_EXERCISE INSTRUCTIONS:_ Quote each line of the material verbatim, without the pictures.

Segmentation labeling items:
BEGIN

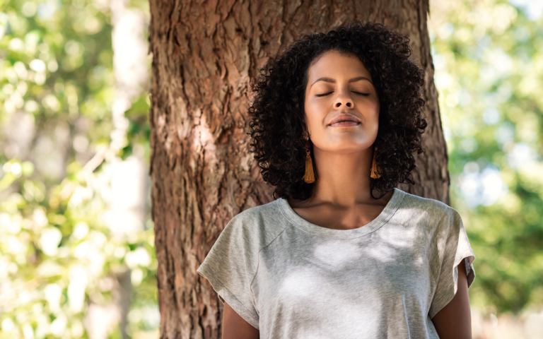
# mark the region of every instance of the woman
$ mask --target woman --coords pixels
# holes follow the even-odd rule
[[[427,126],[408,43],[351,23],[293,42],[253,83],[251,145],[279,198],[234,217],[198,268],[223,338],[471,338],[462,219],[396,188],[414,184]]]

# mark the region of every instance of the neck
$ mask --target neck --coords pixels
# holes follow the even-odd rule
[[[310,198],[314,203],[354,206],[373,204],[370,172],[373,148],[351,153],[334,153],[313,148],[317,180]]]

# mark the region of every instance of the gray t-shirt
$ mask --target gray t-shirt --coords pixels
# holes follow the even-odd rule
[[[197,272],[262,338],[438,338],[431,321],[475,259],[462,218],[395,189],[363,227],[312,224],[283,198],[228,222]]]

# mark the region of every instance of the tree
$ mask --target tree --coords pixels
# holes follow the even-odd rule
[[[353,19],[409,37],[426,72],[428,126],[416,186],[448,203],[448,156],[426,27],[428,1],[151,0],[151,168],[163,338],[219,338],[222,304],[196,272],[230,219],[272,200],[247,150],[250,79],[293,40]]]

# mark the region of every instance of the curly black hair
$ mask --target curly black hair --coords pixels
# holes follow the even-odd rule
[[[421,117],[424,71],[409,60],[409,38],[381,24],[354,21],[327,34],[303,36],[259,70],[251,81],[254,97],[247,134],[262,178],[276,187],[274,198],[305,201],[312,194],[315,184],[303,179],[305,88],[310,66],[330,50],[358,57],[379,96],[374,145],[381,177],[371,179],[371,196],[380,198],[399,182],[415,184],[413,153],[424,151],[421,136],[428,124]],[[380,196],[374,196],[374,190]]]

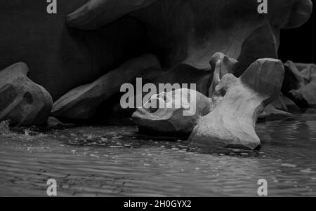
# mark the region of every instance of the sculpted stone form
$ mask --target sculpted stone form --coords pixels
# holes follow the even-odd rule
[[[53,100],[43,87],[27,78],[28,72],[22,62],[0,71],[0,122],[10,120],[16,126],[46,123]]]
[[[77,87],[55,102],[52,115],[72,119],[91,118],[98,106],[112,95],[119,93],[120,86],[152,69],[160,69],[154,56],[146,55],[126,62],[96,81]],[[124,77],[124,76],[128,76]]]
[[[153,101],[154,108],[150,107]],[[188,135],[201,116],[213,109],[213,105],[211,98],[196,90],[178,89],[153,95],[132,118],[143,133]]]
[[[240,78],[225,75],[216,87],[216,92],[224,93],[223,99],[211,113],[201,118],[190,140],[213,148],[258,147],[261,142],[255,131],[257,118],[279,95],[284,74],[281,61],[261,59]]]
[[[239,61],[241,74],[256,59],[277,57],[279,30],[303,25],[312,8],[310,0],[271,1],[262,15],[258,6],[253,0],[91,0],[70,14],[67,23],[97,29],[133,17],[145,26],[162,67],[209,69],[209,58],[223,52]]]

END

_FINAL RESULT:_
# mark the region of every instance of the woman
$ mask --target woman --coords pixels
# holes follow the even-odd rule
[[[427,126],[408,43],[351,23],[293,42],[253,83],[251,145],[279,198],[234,217],[198,268],[223,338],[471,338],[462,219],[396,188],[414,184]]]

# mark the region of every instance of the neck
$ mask --target neck --coords pixels
# holes follow the even-odd rule
[[[310,198],[314,203],[354,206],[373,204],[370,172],[373,148],[351,153],[334,153],[313,148],[317,180]]]

# mark the region of every instance of the gray t-shirt
$ mask --target gray t-shirt --coords pixels
# holes follow the even-odd rule
[[[197,272],[262,338],[438,338],[431,321],[475,259],[462,218],[395,189],[363,227],[312,224],[283,198],[228,222]]]

# mark the region of every instance of the tree
$ mask --target tree --coords pixels
# holes follow the even-odd rule
[[[353,19],[409,37],[426,72],[428,126],[416,186],[448,203],[448,156],[426,27],[428,1],[151,0],[151,168],[163,338],[219,338],[222,304],[196,272],[230,219],[272,200],[247,150],[250,79],[293,40]]]

# mark the region of every instance of the curly black hair
$ mask --target curly black hair --coords pixels
# holes follow the even-odd rule
[[[421,117],[424,71],[409,60],[409,38],[381,24],[354,21],[327,34],[303,36],[259,70],[251,81],[254,97],[247,134],[262,178],[276,187],[274,198],[305,201],[312,194],[315,184],[303,179],[305,88],[310,66],[330,50],[358,57],[379,96],[374,145],[381,177],[371,179],[371,196],[380,198],[399,182],[415,184],[413,153],[424,151],[421,136],[428,124]],[[380,196],[374,196],[374,190]]]

# mark the region of every instance of the sculpted stone form
$ mask --target sculpted stone form --coords pixels
# holes follow the even-odd rule
[[[53,100],[43,87],[27,78],[28,72],[22,62],[0,71],[0,122],[10,120],[16,126],[46,123]]]
[[[77,87],[55,102],[52,115],[72,119],[91,118],[98,106],[112,95],[119,93],[120,86],[152,69],[160,69],[154,56],[146,55],[126,62],[96,81]],[[124,77],[124,76],[128,76]]]
[[[153,101],[154,108],[150,107]],[[188,135],[201,116],[213,109],[213,105],[211,98],[196,90],[178,89],[153,95],[132,118],[143,133]]]
[[[240,78],[225,75],[216,87],[216,92],[224,93],[223,99],[211,113],[201,118],[190,140],[213,148],[258,147],[261,142],[255,131],[257,118],[279,95],[284,74],[281,61],[261,59]]]
[[[239,61],[241,74],[256,59],[277,57],[279,30],[303,25],[312,8],[310,0],[271,1],[262,15],[258,6],[253,0],[91,0],[70,14],[67,23],[97,29],[133,17],[145,26],[162,67],[209,69],[209,58],[223,52]]]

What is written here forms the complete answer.